Wherever the line with "Each <instance> block" sits in the listing below, transcribe from it up to and including the line with "positive clicks: (145, 95)", exactly, and leave the remaining lines out.

EXERCISE DATA below:

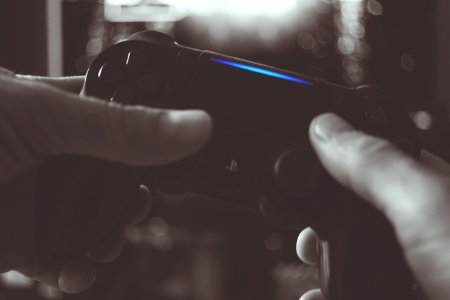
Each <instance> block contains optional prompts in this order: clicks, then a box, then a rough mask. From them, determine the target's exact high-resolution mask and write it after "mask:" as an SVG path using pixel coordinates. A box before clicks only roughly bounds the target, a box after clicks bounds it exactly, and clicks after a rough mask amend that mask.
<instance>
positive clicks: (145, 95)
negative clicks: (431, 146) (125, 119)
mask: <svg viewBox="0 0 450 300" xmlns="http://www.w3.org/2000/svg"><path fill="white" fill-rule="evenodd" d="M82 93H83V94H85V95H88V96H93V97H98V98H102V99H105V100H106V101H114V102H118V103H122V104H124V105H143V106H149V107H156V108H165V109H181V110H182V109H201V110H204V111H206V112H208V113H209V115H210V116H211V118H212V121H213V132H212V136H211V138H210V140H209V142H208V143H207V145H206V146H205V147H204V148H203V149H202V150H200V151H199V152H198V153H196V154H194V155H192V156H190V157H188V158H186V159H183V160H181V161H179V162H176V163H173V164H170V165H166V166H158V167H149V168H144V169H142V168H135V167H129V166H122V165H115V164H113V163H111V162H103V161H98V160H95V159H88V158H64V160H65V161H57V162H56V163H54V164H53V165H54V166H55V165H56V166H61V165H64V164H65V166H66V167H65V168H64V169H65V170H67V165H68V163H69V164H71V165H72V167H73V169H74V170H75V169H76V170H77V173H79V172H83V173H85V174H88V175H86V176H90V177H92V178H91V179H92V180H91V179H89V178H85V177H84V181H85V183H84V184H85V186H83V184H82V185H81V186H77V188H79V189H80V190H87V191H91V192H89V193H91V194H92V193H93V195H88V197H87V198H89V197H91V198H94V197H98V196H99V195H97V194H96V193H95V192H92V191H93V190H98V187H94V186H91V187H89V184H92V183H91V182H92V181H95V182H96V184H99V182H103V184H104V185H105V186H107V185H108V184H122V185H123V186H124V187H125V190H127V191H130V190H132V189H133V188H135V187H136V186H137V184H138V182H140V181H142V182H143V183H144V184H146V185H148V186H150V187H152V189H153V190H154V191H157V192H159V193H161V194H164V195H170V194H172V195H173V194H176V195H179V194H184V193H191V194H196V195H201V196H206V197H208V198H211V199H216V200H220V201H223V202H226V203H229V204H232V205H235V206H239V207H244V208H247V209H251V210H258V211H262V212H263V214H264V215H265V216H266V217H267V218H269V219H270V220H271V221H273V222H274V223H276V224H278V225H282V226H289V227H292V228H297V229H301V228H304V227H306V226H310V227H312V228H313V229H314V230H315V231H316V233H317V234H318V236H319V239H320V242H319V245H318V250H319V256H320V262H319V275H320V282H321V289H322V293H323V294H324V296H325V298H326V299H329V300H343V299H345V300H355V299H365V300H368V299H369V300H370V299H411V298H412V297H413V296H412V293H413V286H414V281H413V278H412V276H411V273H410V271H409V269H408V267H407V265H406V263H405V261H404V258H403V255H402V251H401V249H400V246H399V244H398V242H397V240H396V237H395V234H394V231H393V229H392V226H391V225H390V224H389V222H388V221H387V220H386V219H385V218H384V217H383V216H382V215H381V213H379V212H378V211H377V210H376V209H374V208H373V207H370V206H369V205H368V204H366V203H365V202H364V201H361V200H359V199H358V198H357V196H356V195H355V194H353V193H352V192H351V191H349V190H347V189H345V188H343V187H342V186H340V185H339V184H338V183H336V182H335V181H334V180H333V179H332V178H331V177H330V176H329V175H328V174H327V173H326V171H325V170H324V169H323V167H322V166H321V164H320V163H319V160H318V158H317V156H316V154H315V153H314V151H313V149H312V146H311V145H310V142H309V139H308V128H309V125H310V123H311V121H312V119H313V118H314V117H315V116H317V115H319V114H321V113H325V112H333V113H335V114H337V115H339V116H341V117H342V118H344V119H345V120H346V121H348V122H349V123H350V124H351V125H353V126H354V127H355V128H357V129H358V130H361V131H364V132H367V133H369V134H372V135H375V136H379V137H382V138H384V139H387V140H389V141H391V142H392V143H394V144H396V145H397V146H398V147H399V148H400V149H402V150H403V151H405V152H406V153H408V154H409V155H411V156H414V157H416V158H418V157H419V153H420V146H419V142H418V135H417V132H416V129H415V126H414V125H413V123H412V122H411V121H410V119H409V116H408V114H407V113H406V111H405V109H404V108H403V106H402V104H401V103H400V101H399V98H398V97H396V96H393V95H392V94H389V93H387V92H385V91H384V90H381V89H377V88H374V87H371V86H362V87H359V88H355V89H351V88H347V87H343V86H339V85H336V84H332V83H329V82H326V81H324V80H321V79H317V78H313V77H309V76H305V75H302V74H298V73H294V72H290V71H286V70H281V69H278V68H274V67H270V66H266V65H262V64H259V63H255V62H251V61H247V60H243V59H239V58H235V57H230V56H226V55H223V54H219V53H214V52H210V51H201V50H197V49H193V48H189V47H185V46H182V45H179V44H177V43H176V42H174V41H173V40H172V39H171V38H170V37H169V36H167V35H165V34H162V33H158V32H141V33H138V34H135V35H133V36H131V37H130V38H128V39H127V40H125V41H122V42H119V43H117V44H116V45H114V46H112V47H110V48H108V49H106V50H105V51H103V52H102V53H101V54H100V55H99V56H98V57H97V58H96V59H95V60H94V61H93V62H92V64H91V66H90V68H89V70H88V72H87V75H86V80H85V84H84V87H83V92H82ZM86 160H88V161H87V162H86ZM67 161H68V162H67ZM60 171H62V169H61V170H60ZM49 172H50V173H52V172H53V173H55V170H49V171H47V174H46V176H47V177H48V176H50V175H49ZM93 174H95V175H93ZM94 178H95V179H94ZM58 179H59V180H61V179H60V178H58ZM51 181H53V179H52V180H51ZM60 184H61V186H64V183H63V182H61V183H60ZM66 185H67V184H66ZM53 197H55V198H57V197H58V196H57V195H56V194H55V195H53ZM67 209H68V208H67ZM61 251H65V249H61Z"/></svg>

End of EXERCISE DATA.
EXERCISE DATA below:

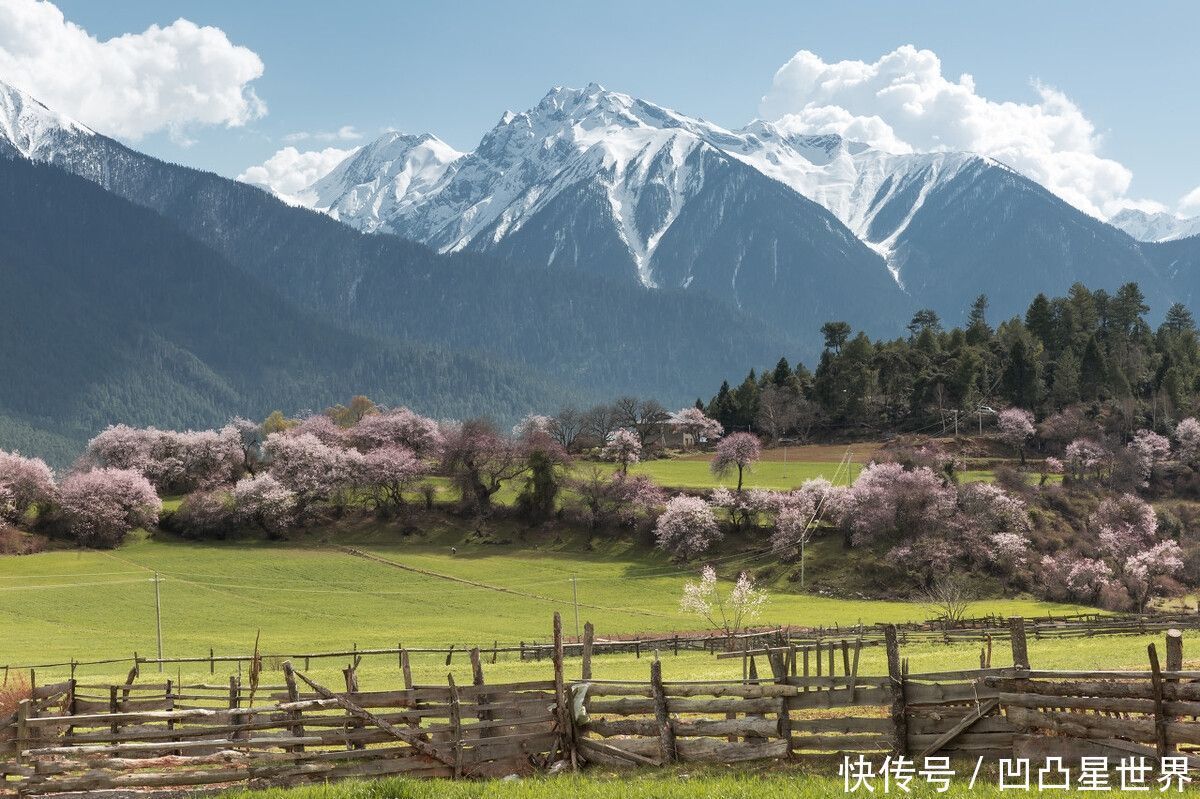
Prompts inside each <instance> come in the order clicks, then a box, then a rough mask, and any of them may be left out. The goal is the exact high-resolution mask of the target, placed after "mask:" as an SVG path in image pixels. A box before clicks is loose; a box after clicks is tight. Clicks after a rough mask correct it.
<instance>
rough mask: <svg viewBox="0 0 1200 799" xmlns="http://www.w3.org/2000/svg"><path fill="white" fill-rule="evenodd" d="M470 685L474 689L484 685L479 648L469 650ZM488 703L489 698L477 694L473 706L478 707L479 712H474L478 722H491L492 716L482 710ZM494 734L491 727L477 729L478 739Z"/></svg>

End of EXERCISE DATA.

(WRITTEN SOLUTION):
Each <instance> block contains optional prompts in this order: clicks, then a box, then a rough mask. From them, determine the target's exact high-resolution mask and write it after "mask:" as an SVG path using pixel coordinates. A box before clicks only roughly bounds the target, a box after clicks bounds it exactly, and clicks after a rough mask amend that mask.
<instance>
positive clicks: (145, 95)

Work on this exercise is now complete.